## ASSIGNMENT
Your answer should consist of the lines in the listing that hold "vertical".
********************
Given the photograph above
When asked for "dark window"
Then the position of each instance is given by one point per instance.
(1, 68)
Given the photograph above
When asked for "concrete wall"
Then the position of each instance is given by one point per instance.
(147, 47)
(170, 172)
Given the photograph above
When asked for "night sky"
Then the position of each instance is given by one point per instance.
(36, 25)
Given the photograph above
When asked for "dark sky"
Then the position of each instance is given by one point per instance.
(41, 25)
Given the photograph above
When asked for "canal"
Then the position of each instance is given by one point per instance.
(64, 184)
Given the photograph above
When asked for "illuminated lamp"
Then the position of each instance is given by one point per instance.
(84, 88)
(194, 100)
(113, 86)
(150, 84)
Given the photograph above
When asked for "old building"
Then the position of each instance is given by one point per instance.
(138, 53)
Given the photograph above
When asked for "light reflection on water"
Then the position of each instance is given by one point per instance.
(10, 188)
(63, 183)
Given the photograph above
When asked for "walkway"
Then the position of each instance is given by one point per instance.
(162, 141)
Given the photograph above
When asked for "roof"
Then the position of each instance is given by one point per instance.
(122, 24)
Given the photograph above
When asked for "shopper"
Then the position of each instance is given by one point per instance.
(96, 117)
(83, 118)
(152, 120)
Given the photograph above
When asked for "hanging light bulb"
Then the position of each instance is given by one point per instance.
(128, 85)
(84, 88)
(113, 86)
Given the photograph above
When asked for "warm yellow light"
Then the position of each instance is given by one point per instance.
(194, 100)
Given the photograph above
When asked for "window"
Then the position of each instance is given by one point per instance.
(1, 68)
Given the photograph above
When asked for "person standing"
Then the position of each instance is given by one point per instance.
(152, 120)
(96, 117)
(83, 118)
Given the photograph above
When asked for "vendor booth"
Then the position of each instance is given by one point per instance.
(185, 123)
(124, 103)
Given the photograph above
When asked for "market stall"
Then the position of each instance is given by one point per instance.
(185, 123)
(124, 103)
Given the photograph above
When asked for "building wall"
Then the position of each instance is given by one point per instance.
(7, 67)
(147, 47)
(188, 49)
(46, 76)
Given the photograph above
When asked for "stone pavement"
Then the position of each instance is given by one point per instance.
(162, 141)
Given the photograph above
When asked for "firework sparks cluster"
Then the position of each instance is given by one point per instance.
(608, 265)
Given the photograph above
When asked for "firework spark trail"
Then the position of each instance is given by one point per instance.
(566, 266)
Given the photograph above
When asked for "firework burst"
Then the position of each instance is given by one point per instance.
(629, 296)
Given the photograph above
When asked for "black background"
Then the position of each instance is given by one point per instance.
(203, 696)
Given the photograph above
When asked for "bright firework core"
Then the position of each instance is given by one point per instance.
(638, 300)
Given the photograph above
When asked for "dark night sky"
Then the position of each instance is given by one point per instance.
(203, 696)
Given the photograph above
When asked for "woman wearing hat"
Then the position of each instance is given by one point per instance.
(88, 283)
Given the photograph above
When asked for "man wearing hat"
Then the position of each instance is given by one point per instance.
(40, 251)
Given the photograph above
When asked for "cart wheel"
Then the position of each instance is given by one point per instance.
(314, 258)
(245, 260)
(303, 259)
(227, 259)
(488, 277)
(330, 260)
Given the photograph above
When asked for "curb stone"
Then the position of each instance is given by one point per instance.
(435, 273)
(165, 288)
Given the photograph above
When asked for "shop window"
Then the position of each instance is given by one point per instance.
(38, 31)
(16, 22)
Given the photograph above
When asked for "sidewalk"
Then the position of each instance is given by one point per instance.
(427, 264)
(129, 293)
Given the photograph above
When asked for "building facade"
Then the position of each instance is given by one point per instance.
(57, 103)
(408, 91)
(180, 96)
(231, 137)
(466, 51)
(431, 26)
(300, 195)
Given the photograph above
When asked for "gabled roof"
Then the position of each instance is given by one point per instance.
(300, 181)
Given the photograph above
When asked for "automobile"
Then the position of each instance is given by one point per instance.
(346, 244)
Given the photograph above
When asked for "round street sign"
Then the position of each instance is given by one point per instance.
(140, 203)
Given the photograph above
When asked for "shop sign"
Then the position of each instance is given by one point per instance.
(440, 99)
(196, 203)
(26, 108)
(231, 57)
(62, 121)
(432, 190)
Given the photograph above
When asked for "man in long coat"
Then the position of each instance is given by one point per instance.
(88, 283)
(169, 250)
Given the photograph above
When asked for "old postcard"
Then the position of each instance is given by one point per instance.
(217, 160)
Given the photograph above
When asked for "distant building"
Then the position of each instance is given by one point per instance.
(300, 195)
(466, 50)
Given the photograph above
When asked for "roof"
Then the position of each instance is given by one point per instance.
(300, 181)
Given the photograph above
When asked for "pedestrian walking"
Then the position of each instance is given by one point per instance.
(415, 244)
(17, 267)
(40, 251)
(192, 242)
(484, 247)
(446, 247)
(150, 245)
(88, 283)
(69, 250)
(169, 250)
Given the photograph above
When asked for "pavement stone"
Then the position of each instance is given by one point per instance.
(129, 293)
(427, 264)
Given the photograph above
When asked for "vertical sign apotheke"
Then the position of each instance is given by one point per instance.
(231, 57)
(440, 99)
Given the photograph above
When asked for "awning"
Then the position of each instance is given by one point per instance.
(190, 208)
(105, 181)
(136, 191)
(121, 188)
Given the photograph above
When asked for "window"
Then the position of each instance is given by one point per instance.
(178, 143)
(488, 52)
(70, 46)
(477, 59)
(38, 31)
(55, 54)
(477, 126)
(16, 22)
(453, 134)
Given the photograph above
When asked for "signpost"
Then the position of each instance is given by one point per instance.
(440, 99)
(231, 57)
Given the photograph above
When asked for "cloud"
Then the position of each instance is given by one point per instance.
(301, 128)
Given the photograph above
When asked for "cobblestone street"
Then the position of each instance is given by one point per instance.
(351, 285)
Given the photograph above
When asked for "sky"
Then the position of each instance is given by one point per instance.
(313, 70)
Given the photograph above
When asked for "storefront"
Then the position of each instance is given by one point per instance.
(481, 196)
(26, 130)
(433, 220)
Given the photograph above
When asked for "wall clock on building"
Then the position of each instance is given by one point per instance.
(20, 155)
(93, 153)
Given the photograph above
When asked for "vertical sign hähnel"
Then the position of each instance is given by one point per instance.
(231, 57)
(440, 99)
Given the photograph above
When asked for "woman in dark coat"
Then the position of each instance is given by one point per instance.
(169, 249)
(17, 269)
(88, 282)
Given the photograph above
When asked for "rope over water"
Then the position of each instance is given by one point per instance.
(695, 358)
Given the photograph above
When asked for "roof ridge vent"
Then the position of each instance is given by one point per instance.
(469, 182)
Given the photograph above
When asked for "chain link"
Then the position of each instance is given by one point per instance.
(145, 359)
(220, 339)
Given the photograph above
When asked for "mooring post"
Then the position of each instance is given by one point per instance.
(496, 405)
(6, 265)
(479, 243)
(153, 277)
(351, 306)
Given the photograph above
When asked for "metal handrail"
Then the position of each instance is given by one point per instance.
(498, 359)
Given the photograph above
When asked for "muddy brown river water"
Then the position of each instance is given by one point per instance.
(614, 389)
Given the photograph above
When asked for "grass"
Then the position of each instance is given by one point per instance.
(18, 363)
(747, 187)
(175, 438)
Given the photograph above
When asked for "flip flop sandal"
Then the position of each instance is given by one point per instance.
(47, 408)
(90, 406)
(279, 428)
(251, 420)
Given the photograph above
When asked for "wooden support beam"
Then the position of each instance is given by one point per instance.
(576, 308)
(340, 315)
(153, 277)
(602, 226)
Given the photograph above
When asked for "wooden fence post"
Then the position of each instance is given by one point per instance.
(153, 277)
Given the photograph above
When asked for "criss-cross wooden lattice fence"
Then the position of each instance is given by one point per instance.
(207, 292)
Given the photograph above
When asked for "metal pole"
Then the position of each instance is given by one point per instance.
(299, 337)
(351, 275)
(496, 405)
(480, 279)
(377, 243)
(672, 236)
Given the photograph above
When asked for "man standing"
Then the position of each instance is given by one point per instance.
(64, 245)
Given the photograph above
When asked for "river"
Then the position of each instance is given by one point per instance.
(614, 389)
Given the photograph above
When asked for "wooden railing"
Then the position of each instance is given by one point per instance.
********************
## RESPONSE AREA
When asked for "vertical sign apotheke"
When asked for "vertical sign hähnel"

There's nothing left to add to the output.